WRITTEN REQUEST 1> Under the contract excerpt, what is the highest amount the Purchase Price can be?

DOCUMENT>
If the Target Amount exceeds Shareholders' Equity by more than
ten percent, then the total amount by which the Target Amount
exceeds Shareholders' Equity shall be added to the Payroll
Revenues Adjustment Amount. The Payroll Revenues Adjustment
Amount as so adjusted in accordance with this Section 2.03(c)
shall be referred to herein as the "Purchase Price Adjustment
Amount." If the Purchase Price Adjustment Amount is zero or
greater, the excess of the Estimated Purchase Price Amount over
the Purchase Price Adjustment Amount shall be the Purchase
Price. If the Purchase Price Adjustment Amount is less than
zero, the sum of the Estimated Purchase Price Amount and the
Purchase Price Adjustment Amount (expressed as a positive
number) shall be the Purchase Price. Notwithstanding anything
to the contrary in this Article II, in no event shall the
Purchase Price be less than $12,900,000 or more than
$14,500,000.
(ii) If, at any time after the delivery of the Notice
of Disagreement, Seller or Buyer have agreed to an amount
certain owing to Seller pursuant to the provisions of this
Section 2.03(c), Buyer shall pay 90% of such undisputed amount
to Seller by wire transfer of immediately available funds to
the bank account described in Section 2.02(b)(ii). Within 10
business days of the final determination of the Purchase Price
Adjustment Amount in accordance with this Section 2.03(c),
Buyer shall pay the excess of the Purchase Price over the
Initial Purchase Price Amount, if any, less any payments
previously made pursuant to the immediately preceding sentence,
to Seller by wire transfer of immediately available funds to
the bank account described in Section 2.02(b)(ii). Any
payments made pursuant to the two immediately preceding
sentences shall be accompanied with interest thereon at a rate
per annum equal to 6.5% for the period from the Closing Date to
the date of payment of such amount (calculated on the basis of
a year of 365 days and the actual number of days elapsed during
such period).
(d) "Shareholders' Equity" means, as of the Closing
Date, the excess of (i) Total Assets over (ii) Total
Liabilities. The terms "Total Assets" and "Total Liabilities"

RECORDS SUPPLIED>

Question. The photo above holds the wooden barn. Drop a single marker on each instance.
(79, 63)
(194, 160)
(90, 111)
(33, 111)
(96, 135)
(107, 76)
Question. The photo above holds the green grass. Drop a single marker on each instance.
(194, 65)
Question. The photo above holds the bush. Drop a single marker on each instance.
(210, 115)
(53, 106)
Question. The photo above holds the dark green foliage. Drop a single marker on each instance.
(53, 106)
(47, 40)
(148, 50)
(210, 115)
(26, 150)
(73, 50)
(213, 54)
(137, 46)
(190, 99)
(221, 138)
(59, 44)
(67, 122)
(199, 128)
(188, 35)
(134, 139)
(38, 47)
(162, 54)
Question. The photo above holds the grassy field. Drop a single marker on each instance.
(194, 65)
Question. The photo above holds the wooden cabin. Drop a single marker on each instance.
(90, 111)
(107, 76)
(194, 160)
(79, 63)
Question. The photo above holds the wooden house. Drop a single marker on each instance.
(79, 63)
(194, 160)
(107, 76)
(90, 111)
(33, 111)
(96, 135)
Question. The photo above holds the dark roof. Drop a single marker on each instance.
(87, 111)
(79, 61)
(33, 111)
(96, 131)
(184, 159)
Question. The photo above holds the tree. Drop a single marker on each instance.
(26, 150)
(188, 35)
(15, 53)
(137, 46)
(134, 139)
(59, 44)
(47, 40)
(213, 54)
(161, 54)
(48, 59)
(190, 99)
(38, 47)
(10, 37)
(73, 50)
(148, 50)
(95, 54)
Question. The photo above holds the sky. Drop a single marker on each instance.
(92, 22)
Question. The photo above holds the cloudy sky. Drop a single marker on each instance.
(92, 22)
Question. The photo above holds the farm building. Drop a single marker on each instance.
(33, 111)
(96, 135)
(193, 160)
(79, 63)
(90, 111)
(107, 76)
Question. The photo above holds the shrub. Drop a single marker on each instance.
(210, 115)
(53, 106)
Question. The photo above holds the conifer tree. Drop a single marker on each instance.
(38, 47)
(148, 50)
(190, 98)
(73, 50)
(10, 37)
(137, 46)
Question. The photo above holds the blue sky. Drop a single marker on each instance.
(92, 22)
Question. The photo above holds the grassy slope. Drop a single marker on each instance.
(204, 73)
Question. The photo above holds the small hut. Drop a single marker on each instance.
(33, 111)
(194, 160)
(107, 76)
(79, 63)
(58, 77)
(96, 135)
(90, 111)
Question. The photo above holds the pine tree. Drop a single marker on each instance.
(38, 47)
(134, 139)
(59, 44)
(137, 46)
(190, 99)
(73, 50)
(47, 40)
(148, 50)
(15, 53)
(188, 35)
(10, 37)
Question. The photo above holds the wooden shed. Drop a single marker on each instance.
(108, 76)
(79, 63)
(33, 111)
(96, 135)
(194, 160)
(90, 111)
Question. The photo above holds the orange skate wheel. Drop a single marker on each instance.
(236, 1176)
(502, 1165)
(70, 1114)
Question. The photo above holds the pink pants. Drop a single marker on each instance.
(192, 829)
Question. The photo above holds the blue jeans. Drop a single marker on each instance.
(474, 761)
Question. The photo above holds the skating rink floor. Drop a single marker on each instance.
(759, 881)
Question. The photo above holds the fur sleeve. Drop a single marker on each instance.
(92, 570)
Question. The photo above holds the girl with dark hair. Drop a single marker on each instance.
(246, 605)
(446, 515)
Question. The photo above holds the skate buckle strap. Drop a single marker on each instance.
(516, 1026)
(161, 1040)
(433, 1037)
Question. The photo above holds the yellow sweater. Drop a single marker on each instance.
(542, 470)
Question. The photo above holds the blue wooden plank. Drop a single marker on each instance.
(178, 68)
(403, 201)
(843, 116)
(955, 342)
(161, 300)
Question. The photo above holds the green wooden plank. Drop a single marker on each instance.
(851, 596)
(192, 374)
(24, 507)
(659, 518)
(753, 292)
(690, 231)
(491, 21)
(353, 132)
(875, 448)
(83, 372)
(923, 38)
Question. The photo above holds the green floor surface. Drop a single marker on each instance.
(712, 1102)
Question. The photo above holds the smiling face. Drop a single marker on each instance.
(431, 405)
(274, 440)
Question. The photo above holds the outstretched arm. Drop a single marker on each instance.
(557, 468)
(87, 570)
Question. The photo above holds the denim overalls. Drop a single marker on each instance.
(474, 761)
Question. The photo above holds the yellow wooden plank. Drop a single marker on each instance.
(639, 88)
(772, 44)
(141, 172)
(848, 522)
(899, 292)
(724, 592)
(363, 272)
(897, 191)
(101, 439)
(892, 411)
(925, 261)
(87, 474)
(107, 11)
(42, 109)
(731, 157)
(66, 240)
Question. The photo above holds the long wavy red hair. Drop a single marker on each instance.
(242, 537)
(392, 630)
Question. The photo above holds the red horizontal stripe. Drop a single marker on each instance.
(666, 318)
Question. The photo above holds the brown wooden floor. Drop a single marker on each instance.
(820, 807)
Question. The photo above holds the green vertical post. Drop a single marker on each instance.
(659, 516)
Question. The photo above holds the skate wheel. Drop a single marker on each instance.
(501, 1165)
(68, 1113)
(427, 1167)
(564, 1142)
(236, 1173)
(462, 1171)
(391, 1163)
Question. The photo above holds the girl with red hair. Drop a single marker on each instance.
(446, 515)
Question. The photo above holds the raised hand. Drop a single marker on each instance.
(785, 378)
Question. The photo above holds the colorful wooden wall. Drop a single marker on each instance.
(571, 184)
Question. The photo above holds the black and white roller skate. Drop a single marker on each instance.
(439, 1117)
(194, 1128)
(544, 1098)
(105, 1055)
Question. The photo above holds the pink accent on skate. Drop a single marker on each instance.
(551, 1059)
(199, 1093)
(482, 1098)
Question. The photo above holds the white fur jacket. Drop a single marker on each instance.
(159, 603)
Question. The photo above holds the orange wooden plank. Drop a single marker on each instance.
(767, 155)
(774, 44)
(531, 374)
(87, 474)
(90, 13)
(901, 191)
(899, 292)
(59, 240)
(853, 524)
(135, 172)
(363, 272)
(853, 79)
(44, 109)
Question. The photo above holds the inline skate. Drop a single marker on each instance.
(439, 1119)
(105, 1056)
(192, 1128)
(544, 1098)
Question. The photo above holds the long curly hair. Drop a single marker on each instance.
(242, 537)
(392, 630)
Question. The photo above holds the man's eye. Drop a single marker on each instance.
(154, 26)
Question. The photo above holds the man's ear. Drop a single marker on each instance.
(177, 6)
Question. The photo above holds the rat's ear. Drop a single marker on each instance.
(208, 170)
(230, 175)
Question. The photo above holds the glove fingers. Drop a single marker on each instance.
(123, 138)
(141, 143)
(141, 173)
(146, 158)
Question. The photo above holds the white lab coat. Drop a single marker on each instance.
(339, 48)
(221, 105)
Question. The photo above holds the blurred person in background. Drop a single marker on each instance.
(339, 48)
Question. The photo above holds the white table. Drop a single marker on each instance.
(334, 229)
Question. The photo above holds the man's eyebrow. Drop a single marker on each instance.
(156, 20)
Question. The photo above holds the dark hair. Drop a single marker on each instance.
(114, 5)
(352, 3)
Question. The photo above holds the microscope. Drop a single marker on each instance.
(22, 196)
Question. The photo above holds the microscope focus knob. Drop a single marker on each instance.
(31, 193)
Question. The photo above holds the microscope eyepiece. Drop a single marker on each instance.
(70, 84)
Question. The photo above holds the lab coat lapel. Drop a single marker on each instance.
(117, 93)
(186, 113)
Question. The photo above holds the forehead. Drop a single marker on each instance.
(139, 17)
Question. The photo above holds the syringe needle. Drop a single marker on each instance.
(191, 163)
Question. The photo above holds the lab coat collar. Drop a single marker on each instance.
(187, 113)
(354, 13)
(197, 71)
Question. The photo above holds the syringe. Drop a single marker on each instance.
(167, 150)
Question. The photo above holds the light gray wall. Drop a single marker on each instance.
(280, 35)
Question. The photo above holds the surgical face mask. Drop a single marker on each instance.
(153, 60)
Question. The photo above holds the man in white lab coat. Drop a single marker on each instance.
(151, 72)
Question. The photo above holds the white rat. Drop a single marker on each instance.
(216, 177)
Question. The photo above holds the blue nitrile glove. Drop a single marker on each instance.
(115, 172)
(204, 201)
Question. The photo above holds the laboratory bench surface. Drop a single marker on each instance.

WRITTEN REQUEST 2> Rewrite the part of the records from the line containing "Question. The photo above holds the man's eyebrow." through the end of the records, both ends included, keeping the requests unchanged. Multiply every coordinate in the answers by 2.2 and round each to a whole number, rounding halves up.

FINISHED ANSWER 1> $14,500,000

FINISHED ANSWER 2>
Question. The photo above holds the man's eyebrow. Drop a single marker on each instance.
(343, 44)
Question. The photo above holds the dark hair. Drop a single marker on each instance.
(251, 11)
(774, 7)
Question. The photo above holds the microscope. Drop a single marker on each instance.
(48, 431)
Question. The photo above holds the microscope focus knob. Drop a single marker on each instance.
(68, 425)
Question. The photo above holds the microscope eyepiece. Drop a single marker on each instance.
(154, 185)
Question. The photo above holds the lab coat lapel. Drop a single marker on each instance.
(257, 205)
(409, 249)
Question. The photo above holds the forehead. Drop a single marker on each instance.
(306, 37)
Question. The photo above holds the syringe needle. Drop a single marker on each instance.
(420, 359)
Question. The photo above holds the lab coat collar. Drop a single marker on each instance.
(411, 249)
(779, 29)
(433, 156)
Question. The photo above holds the syringe. Drop a single marker on each instance.
(367, 330)
Question. The photo above holds the light gray wall. Drop a single marker on each instance.
(616, 77)
Question. The photo above holds the surgical face mask. Drop a single marker on each instance.
(337, 132)
Question. The photo above holds the man in white lab coat. Drop a single marker on each instance.
(332, 158)
Question. The photo above holds the white rat. Drop a single marker on each instance.
(475, 389)
Question. The photo above holds the blue nitrile glove. Drop a single marker on each instance.
(253, 378)
(449, 442)
Question. The photo above holds the laboratory bench surface. Drop a single marker on each instance.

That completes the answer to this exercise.